=== Excerpted text ===
TL;DR: Copilot is the fastest way to do anything in Unstuck Engine. It's not just Q&A — it can build ICPs, define Personas, launch Signals, assemble Audiences, research leads, and draft outreach, all in plain English.
What Copilot is
Open the app and Copilot is the first thing you see — a dedicated workspace at the root URL, with a composer that asks "What do you want to find?". Copilot owns its own sidebar entry at the top of the navigation, above Signals, Qualification, Leads, Accounts, Audiences, and Insights. That ordering is intentional: most of what an operator does in Unstuck Engine starts with telling Copilot what you want.
Copilot is context-aware on every other page too. The Qualification page has an Ask Copilot · Tune your ICP button in the top-right. Audiences has Ask Copilot · Build me an audience. Signals has Ask Copilot · Tune your signals. Open a single Lead and you'll see Ask Copilot · Tell me about this lead. The same Copilot, but the page tells it what's currently on screen so you don't have to.
What you can ask it to do
Five capability clusters cover most of the day-to-day:
- Build the targeting model. Describe your customer in plain English and Copilot generates a complete ICP — segments, parameter modes (Filter / Score / Exclude), per-parameter weights. Same for Personas inside each ICP. Try:
> build me an ICP for mid-market SaaS companies with a security-first culture. - Define signals and autoqualify. Tell Copilot which buying behaviors you care about and it configures the relevant signals — keyword tracking, job changes, demo views, ad views — and wires them into your qualification rules. Try:
> track when CISOs at Fortune 500 financial services post about SOC2 on LinkedIn. - Assemble audiences. Describe an audience as a sentence and Copilot turns it into a multi-condition filter, including engagement, recency, and source weighting. Try:
> show me VPs of marketing at Series B SaaS companies who replied to a demo invite in the last 14 days. - Research and write for a single lead. From a lead detail page, ask Copilot for a one-page brief, talking points for a discovery call, or a custom-tailored outreach email — grounded in the signals that flagged this lead. Try (from any lead):
> tell me about this lead. - Answer questions about your own data. Copilot reads your workspace state in real time. Ask
> how many warm leads do I have from the Mid-market SaaS ICP?or> which signal contributed most to last week's qualifications?and it answers from your own pipeline, not a generic knowledge base.
=== The data ===
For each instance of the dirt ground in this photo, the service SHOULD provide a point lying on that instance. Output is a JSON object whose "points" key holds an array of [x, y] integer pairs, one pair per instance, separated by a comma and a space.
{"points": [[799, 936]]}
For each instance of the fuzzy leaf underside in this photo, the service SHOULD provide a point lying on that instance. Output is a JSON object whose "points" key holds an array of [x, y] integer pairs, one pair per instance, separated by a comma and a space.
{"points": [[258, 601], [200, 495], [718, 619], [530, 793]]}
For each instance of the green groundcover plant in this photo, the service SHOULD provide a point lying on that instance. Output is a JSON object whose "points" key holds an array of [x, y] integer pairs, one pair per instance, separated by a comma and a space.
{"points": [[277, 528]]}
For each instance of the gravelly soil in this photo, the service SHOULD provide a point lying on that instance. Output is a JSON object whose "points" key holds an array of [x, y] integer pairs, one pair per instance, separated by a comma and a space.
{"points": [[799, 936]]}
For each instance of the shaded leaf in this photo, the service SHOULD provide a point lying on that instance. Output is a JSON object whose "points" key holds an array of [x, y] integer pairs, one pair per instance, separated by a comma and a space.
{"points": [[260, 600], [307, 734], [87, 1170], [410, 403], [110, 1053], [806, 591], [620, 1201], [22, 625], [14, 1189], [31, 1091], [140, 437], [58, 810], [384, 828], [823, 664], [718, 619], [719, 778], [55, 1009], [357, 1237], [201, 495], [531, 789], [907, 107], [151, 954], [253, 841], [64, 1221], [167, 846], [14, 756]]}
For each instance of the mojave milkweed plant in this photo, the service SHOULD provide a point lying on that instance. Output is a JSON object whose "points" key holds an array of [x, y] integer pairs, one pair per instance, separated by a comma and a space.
===
Task item A ->
Using the text about Copilot in Unstuck Engine, answer each question:
(i) What does the composer in the Copilot workspace ask?
(ii) Which Ask Copilot button appears on the Audiences page?
(iii) What are the three parameter modes in a Copilot-generated ICP?
Task item B ->
Does the text about Copilot in Unstuck Engine support each statement? Answer yes or no for each, quoting the words that decide it.
(i) Copilot's sidebar entry sits below Signals in the navigation.
(ii) Copilot answers questions about your data from a generic knowledge base.
(iii) Five capability clusters cover most day-to-day work.
Task item C ->
Continue the text about Copilot in Unstuck Engine after its final sentence.

Exercise answer A ->
(i) "What do you want to find?"
(ii) Ask Copilot · Build me an audience
(iii) Filter, Score, and Exclude

Exercise answer B ->
(i) No: "Copilot owns its own sidebar entry at the top of the navigation, above Signals"
(ii) No: "it answers from your own pipeline, not a generic knowledge base."
(iii) Yes: "Five capability clusters cover most of the day-to-day"

Exercise answer C ->
How it's grounded
Copilot's answers cite the entities they reference. When it tells you a lead is hot, it shows you which signals tied them in. When it suggests a Persona refinement, it cites the historical reply-rate data behind the recommendation. The citation surface is part of the message UI — a row of entity chips (lead names, company names, signal names) beneath any assistant turn that referenced specific records.
If Copilot can't ground an answer in your data, it says so. You won't see fabricated metrics or made-up account names. That's a load-bearing rule for the assistant — grounding is first-class, not a footnote.
Where Copilot does NOT belong
A few intentional gaps:
- Irreversible destination pushes. Copilot drafts and stages a push to HubSpot, Salesforce, or Apollo. Final confirmation is always a click from you. The handoff is in your control.
- Credit-significant runs. Bulk enrichment over thousands of records prompts a credit-cost preview before execution. You decide whether the cost is worth it; Copilot doesn't decide for you.
- Sensitive credentials. Copilot never asks for or stores credentials. API keys and integration secrets live in Settings, edited by you directly.